What the exercise asks — Reproduce the lines below word for word, without any changes.

Data for this exercise —
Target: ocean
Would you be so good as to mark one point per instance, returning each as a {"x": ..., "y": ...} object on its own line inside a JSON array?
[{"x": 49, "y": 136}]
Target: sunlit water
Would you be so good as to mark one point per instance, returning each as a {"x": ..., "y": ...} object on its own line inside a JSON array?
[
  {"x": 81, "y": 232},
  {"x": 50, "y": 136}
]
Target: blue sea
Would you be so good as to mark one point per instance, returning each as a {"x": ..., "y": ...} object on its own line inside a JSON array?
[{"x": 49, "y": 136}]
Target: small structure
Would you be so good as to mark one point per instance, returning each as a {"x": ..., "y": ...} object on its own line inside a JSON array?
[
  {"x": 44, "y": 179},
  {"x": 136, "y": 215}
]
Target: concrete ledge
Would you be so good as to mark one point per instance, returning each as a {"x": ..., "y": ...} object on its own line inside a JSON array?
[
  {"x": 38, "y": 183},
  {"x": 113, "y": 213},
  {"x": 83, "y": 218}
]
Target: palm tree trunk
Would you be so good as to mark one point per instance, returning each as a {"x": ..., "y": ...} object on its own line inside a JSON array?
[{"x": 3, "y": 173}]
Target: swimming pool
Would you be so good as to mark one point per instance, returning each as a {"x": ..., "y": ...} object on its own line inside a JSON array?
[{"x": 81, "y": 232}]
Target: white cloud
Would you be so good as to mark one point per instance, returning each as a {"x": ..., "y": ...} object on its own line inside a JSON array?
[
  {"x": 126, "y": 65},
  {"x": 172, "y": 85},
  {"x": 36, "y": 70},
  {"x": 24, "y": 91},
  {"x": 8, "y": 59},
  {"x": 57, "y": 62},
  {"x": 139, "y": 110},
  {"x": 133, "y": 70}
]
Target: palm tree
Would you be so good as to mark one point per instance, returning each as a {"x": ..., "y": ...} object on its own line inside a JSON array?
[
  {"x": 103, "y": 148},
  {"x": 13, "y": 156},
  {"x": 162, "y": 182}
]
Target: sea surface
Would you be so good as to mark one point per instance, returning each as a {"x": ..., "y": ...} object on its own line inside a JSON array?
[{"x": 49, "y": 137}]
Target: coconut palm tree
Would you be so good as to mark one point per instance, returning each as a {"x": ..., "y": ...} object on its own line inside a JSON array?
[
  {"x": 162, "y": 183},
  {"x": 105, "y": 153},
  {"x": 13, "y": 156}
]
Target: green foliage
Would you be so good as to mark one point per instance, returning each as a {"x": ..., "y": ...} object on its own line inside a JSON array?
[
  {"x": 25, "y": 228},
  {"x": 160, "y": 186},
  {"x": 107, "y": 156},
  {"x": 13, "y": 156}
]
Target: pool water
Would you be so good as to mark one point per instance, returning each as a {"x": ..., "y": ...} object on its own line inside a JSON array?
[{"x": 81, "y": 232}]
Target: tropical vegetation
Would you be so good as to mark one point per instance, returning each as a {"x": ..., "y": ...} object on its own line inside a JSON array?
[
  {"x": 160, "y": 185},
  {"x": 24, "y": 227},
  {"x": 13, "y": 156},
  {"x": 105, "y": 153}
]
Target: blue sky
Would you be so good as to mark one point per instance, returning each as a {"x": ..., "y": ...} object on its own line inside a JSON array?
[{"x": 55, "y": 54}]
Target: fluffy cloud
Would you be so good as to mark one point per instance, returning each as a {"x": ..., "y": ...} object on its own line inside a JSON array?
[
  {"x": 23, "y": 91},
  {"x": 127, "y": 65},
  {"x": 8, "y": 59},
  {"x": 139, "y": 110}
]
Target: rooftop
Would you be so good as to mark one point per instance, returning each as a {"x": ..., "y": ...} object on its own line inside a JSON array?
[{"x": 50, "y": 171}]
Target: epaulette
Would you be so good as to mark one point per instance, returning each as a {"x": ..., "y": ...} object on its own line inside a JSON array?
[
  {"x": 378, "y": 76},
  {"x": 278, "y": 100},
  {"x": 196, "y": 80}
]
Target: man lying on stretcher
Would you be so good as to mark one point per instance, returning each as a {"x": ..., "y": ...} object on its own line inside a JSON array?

Response to the exercise —
Target: ocean
Would you be so good as to mark one point per instance, returning each as a {"x": ..., "y": ...} object on its own line inside a JSON array?
[{"x": 49, "y": 136}]
Target: sunlit water
Would you be so good as to mark one point per instance, returning each as a {"x": ..., "y": ...} object on its own line inside a JSON array?
[
  {"x": 81, "y": 232},
  {"x": 50, "y": 136}
]
Target: blue sea
Would you be so good as to mark one point per instance, returning each as a {"x": ..., "y": ...} object on its own line inside a JSON array?
[{"x": 49, "y": 136}]
Target: small structure
Would you be so good as to mark one point per instance, returning each as a {"x": ..., "y": ...} object on its own line inside a JSON array?
[
  {"x": 44, "y": 179},
  {"x": 136, "y": 215}
]
Target: concrete ledge
Would you be so good as to mark one point per instance, returning each as a {"x": ..., "y": ...} object on its own line inside a JSON array?
[
  {"x": 38, "y": 183},
  {"x": 113, "y": 213},
  {"x": 83, "y": 218}
]
Target: palm tree trunk
Would you be so good as to mark one point per instance, returning each as a {"x": ..., "y": ...} object on its own line inside a JSON array?
[{"x": 3, "y": 173}]
Target: swimming pool
Would you be so good as to mark one point per instance, returning each as a {"x": ..., "y": ...} object on its own line inside a JSON array?
[{"x": 81, "y": 232}]
Target: white cloud
Would you be so good as to mark one point per instance, returning each as a {"x": ..., "y": ...} object on its own line inside a JSON array?
[
  {"x": 126, "y": 65},
  {"x": 172, "y": 85},
  {"x": 36, "y": 70},
  {"x": 24, "y": 91},
  {"x": 8, "y": 59},
  {"x": 57, "y": 62},
  {"x": 139, "y": 110},
  {"x": 133, "y": 70}
]
Target: palm tree
Would you be so good as to mark one point per instance, returning each as a {"x": ..., "y": ...} object on its own line inside a JSON array?
[
  {"x": 103, "y": 148},
  {"x": 13, "y": 156},
  {"x": 162, "y": 182}
]
Target: sea surface
Would you be so good as to mark one point per instance, returning each as a {"x": ..., "y": ...} object on its own line inside a JSON array?
[{"x": 49, "y": 137}]
Target: coconut palm tree
Would you be so good as to mark one point per instance, returning each as a {"x": ..., "y": ...} object on its own line inside a JSON array?
[
  {"x": 162, "y": 183},
  {"x": 105, "y": 153},
  {"x": 13, "y": 156}
]
Target: green foliage
Would you be so good as to mark one point per instance, returning each as a {"x": ..., "y": ...} object on its own line inside a JSON array?
[
  {"x": 25, "y": 228},
  {"x": 160, "y": 186},
  {"x": 107, "y": 156},
  {"x": 13, "y": 156}
]
Target: pool water
Would you be so good as to mark one point per instance, returning each as a {"x": ..., "y": ...} object on its own line inside a JSON array?
[{"x": 81, "y": 232}]
Target: tropical vegetation
Would you be so good as to mark one point per instance, returning each as a {"x": ..., "y": ...} object on its own line inside a JSON array?
[
  {"x": 160, "y": 185},
  {"x": 24, "y": 227},
  {"x": 13, "y": 156},
  {"x": 105, "y": 153}
]
Target: blue sky
Would you be so good as to mark one point per instance, returning each as a {"x": ..., "y": ...} object on its own line inside a JSON array?
[{"x": 55, "y": 54}]
Target: fluffy cloud
Would you be so good as to mark one point per instance, returning each as a {"x": ..., "y": ...} object on its own line inside a JSON array?
[
  {"x": 23, "y": 91},
  {"x": 127, "y": 65},
  {"x": 8, "y": 59},
  {"x": 139, "y": 110}
]
Target: rooftop
Would you be so good as to mark one point per instance, returning each as a {"x": ..., "y": ...} object on its own line inside a JSON array?
[{"x": 50, "y": 171}]
Target: epaulette
Would you be so good as to mark one point per instance, returning each as a {"x": ..., "y": ...} object on its own line inside a JSON array?
[
  {"x": 378, "y": 76},
  {"x": 278, "y": 100},
  {"x": 196, "y": 80}
]
Target: man lying on stretcher
Would you be so good as to mark one point per instance, returning each as a {"x": ..., "y": ...} object on its own line inside a JSON array?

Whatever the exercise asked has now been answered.